[SELECTED EXTRACT]:
• • •

I couldn't have said it better myself. Exploit the most talented group of runners in the world and then come across as the all knowledgable coach. Unfortunately many uneducated people on here will constantly flock to these coaches who have found the talent tthat will allow them to try to legitimize their methodologies.
1) maybe you should realize that when Athletics was popular in Italy, the italian coached achieved a lot of successes becuase they could work on good talents
(do you know Cova, Bordin, Baldini, etc ?)
Canova has explained already several times why now he focus on African runners...
2) it is not a case that Kenyan runners became unbeatable only after getting trained under foreign coaches (15 years ago...)
Go back and read what Renato was answering. I think you are drawing some wrong conclusions.
Renato clarified the "letsrun.com" error, that he does not coach Geoffrey Mutai. In response to that, "another canuck" asked him about that, since Mutai seems to be following similar schedules and training.
Renato further clarified, answering "another canuck"'s direct question, how it is that many Kenyans can be following something like Canova's methods and schedule, while being "self-coached".

• • •

[Excerpts of pointing data]
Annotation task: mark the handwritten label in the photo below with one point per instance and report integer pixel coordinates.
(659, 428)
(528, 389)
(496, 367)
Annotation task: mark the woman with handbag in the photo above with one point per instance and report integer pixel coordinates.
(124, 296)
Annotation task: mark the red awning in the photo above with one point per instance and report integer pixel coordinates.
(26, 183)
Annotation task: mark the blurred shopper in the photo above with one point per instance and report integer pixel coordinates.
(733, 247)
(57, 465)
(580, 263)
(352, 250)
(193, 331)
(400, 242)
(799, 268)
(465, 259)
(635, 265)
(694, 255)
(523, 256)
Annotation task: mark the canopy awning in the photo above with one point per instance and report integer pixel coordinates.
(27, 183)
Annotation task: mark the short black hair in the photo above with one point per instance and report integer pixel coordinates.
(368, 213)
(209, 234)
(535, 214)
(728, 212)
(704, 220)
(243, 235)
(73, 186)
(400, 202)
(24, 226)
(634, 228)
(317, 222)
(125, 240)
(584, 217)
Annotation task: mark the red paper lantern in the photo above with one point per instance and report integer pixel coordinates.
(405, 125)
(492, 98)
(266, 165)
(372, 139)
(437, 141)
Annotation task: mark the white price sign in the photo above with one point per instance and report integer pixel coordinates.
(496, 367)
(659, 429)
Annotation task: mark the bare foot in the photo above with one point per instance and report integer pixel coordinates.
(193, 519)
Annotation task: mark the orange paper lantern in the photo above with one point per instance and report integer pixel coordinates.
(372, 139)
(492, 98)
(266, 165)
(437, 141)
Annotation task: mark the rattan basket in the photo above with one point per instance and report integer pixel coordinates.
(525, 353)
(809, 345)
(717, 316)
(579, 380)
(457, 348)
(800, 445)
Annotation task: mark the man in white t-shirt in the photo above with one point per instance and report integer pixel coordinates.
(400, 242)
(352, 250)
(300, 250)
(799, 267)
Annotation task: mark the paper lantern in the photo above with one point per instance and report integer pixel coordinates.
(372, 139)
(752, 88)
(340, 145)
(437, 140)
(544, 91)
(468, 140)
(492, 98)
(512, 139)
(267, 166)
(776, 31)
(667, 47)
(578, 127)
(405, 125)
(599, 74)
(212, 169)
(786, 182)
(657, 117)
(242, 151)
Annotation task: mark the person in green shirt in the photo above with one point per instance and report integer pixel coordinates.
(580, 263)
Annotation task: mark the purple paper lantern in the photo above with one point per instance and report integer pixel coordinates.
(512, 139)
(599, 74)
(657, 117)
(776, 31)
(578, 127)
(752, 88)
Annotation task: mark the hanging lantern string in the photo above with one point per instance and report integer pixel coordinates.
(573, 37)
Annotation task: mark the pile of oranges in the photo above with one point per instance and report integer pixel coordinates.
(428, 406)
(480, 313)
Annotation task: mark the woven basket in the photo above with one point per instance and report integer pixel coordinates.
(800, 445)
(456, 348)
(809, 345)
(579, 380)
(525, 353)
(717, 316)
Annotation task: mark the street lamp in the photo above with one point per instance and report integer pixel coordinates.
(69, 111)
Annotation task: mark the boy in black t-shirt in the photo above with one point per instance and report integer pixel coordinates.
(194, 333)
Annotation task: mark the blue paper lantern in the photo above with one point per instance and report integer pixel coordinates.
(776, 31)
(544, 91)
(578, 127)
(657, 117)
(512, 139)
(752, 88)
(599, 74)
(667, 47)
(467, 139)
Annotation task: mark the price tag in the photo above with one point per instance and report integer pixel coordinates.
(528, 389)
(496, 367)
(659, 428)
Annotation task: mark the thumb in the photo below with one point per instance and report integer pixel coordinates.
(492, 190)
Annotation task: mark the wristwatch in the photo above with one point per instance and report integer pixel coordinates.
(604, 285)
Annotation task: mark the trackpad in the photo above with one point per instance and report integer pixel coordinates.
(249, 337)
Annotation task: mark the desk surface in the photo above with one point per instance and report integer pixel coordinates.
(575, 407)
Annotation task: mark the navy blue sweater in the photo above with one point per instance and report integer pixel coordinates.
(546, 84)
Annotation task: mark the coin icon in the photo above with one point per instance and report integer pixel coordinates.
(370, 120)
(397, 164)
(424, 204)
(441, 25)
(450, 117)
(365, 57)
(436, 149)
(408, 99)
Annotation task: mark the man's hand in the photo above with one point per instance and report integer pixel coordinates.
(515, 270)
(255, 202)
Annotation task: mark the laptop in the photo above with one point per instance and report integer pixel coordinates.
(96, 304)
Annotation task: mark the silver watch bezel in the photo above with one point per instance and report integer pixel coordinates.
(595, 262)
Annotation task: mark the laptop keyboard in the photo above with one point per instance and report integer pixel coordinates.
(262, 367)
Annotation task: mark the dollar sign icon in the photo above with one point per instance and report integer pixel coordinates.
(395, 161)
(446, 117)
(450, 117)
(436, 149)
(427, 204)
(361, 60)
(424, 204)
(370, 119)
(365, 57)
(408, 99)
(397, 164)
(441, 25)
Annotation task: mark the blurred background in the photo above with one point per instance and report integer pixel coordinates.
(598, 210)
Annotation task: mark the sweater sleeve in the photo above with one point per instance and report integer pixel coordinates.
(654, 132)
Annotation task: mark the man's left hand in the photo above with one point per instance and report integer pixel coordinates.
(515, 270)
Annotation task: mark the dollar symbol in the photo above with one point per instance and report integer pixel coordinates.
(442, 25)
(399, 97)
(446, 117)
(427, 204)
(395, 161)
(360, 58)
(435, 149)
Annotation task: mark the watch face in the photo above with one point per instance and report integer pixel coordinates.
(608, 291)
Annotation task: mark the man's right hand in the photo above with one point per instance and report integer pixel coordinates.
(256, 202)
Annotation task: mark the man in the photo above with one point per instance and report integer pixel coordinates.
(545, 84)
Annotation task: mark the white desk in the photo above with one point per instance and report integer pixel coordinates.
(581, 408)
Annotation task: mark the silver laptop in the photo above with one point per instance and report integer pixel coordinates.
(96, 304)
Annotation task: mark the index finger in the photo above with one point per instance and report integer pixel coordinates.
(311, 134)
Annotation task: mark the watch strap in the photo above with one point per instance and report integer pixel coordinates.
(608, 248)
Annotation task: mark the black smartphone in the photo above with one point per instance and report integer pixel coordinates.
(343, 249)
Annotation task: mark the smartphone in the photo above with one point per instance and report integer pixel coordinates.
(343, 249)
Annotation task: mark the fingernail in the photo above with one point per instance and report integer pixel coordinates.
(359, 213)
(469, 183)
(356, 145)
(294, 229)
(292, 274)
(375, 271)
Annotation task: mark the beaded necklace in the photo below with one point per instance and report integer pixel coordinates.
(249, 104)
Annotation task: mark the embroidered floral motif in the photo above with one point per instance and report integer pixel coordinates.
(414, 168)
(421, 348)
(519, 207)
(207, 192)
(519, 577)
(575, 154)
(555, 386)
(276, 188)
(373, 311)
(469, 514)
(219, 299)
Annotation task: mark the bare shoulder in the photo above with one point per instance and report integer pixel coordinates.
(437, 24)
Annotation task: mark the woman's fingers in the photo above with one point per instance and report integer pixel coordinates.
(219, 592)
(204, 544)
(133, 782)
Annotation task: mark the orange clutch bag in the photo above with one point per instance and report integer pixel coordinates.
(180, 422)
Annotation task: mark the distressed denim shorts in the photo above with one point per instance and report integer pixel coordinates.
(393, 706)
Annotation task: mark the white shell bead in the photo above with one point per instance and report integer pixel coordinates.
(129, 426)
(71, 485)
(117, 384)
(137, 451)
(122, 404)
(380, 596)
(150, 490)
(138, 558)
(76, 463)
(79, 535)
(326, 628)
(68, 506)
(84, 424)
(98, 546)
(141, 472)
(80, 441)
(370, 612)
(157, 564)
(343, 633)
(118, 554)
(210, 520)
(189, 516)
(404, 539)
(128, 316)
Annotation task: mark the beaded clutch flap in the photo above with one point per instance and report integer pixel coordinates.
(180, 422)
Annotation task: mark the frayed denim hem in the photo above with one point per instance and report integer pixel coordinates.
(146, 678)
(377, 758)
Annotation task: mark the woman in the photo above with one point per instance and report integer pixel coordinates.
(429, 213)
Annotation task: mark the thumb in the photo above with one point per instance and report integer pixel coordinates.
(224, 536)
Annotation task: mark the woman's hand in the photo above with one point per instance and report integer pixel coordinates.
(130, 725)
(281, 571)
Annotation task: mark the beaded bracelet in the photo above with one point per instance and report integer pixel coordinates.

• • •

[GIVEN TASK 1]:
How many lines of the records contain the string "icon", with case counting? Give only the number.
[GIVEN TASK 2]:
Can you carry the forum discussion about coaching Kenyan runners further, starting right after its last line?

[EXERCISE RESPONSE 1]:
2

[EXERCISE RESPONSE 2]:
It is not an attempt to be demeaning, or take full credit for Kenyan success, which existed before 1998. Renato simply gives factual history, with names and dates, about training in Iten, to help understand how Mutai is "self-coached".
Why do you speak of "agents, sponsors, and managers", after Renato just emphasized he speaks of "coaching" and "training methodologies", and not of "managers"?
Brief history of Athletics in Kenya.
Like all African Countries, Kenya never had interest in Track and Field till the middle of the fifties.
African people were illiterate about sport. For that reason, the British government sent in 1957 one person for organising and creating interest in this activity.
This person was John Velzian, that was the first coach in Kenya. He gave the principle of training to Kipchoge Keino, Ben Jipcho and the other pioneers in Athletics. He organised also a strategy for creating basic facilities : the first track in Kenya (in the Training Center of Post, near Nairobi) was designed and measured by himself.
John Velzian can be considered the “teacher” for the Primary School of Athletics in Kenya.
After the Independence, for some year there was a good interest in Athletics, used as system for making the image of the Country well known in the World.
John Velzian continued to follow the Federation, looking at a global athletics. In the Olympic Games 1972, Kenya won medals not only with middle distance runners (Keino gold in steeple and silver in 1500, Jipcho silver in steeple), but with the relay 4x400, too.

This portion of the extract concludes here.